**Page**:
In the most arresting photograph from her solo stand at Art Basel, with the New York gallery Chapter NY, the artist and activist Tourmaline—wearing bright red pumps, matching nails and a plush white bathrobe that seems to extend forever—gazes at the viewer from her seat on a verdant terrace. The image was shot at the Beverly Hills Hotel in Los Angeles, which was renovated and expanded by the Black architect Paul R. Williams in the late 1940s, a time when he was not permitted to stay there due to discriminatory policies.
For Tourmaline, Williams’s life story encapsulates the extremes of opportunity and injustice, abundance and exclusion that have long been core themes in her work. “There is a power in allowing ourselves to focus on pleasurable things, things that bring us ease and joy and feelings of luxury,” she says.
The Beverly Hills Hotel image is the centrepiece of a presentation that also features black-and-white self-portraits Tourmaline shot amid the remnants of the Roberts House Ranch, a home designed by Williams in the hills overlooking Malibu that burned down in a 1982 wildfire. In those images she is partially concealed, wrapped in a sprawling white dress. Ahead of the fair, the artist discussed what attracted her to these sites, and how her interest in Williams’s buildings dovetails with her works foregrounding the experiences of Black, queer and trans individuals and communities.
The Art Newspaper: How did you become interested in Paul R. Williams?
Tourmaline: I’m starting to really trust my artistic instinct, so if I’m hearing a name repeatedly, I want to follow that. I’d been thinking about Paul R. Williams for a few years, and Arthur Jafa, who was my cinematographer on Happy Birthday, Marsha! (2018) and has taught me so much about film-making and art. I remember talking to a friend who was like, ‘Oh, you know, A.J. [Jafa] really wanted to be an architect’, and he had a similar fascination with Paul R. Williams. And it just made so much sense—it felt like it was a sign. And a book I really love is Janna Ireland’s Regarding Paul R. Williams . It’s a series of really powerful photographs, and when I learned about it I started to find a great resonance in Janna’s work, and that was another moment of connection.

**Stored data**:
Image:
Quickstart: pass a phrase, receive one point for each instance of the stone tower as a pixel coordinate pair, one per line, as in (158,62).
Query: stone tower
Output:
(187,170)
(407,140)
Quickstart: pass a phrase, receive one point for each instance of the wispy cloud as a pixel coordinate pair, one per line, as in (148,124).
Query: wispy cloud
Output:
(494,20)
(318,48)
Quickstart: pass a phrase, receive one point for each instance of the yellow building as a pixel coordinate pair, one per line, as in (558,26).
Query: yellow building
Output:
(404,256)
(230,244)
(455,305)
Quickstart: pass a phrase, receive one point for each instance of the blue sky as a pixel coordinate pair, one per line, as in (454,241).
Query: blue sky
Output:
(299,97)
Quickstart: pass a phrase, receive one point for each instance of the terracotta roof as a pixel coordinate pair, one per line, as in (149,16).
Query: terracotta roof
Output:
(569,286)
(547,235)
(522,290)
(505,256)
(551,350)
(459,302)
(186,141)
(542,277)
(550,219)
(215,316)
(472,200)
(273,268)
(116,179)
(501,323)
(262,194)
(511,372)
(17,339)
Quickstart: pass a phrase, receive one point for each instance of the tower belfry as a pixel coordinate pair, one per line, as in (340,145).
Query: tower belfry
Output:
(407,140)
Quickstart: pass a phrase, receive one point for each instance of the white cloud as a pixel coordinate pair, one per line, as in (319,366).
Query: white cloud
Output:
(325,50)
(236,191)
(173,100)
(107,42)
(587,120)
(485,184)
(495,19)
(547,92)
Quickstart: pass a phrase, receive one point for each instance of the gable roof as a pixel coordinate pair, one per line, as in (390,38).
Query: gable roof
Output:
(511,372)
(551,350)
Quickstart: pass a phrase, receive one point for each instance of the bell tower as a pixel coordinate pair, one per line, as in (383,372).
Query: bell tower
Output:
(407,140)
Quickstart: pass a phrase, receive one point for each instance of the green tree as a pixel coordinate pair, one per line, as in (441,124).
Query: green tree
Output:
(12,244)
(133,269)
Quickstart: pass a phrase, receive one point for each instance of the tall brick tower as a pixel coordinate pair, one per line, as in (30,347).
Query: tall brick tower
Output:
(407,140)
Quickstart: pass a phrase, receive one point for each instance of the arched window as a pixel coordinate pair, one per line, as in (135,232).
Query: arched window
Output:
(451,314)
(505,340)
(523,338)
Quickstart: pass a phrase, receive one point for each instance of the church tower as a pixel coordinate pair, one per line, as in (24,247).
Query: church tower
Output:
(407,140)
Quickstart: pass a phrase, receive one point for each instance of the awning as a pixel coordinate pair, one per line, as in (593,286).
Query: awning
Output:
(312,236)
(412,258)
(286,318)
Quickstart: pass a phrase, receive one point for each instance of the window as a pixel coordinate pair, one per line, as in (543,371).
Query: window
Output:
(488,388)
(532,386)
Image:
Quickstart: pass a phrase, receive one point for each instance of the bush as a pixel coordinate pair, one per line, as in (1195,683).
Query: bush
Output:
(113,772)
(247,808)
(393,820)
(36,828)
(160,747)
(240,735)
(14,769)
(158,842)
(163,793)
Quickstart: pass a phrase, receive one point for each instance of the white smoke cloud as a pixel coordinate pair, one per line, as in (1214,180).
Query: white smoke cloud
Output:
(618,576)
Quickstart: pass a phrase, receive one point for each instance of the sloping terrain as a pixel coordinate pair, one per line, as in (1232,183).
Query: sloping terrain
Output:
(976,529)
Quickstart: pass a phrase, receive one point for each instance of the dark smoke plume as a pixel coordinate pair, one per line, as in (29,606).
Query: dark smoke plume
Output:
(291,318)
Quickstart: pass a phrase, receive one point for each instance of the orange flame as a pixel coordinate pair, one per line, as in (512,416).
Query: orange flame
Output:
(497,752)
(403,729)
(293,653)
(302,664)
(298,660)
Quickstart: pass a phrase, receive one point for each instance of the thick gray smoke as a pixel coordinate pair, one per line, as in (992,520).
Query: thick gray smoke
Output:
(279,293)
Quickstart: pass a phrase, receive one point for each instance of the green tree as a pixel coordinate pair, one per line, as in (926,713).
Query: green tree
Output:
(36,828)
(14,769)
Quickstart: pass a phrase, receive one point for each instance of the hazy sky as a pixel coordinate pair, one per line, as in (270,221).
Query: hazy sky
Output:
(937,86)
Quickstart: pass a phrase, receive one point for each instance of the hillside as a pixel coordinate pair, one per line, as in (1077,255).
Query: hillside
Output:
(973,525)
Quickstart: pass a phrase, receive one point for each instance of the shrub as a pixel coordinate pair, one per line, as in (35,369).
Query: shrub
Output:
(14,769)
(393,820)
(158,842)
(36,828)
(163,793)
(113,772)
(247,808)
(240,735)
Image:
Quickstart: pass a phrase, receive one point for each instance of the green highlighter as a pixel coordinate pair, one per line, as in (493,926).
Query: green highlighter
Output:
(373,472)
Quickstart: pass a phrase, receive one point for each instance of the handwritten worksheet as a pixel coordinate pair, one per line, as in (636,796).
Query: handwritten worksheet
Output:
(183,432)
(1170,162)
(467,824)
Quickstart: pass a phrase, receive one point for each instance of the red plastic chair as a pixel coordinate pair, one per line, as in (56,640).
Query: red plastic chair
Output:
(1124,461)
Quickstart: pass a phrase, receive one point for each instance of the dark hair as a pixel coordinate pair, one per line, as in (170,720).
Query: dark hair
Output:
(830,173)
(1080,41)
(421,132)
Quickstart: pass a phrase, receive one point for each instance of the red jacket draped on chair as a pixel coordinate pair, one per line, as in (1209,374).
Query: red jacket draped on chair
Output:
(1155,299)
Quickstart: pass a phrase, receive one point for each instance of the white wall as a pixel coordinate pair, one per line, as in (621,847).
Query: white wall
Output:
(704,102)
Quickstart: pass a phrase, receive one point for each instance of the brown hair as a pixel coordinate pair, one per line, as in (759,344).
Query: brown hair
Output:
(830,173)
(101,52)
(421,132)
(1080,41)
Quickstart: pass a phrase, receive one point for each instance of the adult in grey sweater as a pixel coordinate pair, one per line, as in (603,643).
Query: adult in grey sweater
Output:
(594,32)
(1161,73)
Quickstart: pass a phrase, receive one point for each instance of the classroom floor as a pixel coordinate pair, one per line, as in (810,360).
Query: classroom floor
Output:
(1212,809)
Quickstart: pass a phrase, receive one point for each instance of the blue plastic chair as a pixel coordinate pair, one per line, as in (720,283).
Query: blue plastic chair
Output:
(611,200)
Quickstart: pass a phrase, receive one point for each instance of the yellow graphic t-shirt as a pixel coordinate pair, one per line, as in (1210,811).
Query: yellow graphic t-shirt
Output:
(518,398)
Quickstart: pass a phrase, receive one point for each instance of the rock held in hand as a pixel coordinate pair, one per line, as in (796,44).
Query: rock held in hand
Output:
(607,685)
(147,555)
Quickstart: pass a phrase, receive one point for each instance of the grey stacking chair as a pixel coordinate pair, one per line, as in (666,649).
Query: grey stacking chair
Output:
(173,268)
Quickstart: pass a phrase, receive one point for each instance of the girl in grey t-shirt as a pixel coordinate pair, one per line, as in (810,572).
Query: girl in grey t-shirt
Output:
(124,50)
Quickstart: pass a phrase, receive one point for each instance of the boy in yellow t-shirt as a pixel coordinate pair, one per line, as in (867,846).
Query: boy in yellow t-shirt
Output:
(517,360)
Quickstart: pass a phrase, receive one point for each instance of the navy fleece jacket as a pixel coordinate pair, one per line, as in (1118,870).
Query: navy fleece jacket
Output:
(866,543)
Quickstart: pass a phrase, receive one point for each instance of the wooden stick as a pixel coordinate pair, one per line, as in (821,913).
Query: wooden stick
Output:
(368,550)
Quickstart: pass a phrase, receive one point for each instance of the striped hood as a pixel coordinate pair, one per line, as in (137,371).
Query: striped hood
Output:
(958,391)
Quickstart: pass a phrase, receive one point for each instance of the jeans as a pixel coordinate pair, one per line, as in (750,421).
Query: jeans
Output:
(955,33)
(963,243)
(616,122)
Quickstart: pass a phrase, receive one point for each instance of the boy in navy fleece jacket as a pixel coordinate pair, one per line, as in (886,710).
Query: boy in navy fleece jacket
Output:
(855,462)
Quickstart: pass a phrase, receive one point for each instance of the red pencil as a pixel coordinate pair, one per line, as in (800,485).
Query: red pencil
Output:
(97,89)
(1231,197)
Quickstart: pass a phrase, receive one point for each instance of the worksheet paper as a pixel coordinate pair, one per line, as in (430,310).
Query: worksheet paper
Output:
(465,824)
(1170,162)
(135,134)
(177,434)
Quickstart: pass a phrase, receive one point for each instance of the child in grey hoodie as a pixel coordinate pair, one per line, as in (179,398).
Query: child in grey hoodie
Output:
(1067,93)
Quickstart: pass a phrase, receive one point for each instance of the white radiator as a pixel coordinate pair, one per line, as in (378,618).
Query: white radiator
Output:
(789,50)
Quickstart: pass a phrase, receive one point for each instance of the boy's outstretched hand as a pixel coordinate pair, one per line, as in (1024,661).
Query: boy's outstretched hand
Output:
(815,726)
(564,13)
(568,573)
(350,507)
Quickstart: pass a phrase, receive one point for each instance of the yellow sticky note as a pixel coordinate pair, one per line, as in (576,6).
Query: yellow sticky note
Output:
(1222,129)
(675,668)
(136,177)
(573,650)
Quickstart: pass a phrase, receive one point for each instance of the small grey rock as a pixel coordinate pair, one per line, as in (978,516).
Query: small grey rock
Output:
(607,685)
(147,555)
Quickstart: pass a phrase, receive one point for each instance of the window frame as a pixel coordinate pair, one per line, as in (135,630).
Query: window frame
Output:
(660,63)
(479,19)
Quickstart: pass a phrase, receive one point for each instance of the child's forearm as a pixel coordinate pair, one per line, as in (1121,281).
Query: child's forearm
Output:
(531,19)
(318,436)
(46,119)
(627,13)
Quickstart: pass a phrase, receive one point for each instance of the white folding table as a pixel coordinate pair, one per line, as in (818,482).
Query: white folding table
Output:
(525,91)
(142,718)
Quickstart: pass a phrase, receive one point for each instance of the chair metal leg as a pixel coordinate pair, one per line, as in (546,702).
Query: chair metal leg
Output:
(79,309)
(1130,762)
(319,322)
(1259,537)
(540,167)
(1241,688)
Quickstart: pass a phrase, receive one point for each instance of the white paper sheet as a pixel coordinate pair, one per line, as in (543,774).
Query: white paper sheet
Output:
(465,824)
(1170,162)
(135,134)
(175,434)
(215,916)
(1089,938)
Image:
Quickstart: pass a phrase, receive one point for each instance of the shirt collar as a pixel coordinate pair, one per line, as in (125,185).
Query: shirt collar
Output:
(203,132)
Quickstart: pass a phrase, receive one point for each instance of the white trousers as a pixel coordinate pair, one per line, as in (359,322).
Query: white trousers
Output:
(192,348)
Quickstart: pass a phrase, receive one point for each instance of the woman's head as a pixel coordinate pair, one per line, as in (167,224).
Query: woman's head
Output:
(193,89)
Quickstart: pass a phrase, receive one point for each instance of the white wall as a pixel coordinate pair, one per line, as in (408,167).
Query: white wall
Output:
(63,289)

**To be done**:
From the article on Tourmaline's Art Basel presentation, list every person named in it. Leave out names that appear only within the title of a work. None of the rows is required for the work that comes next.

**Reply to the exercise**:
- Tourmaline
- Paul R. Williams
- Arthur Jafa
- Janna Ireland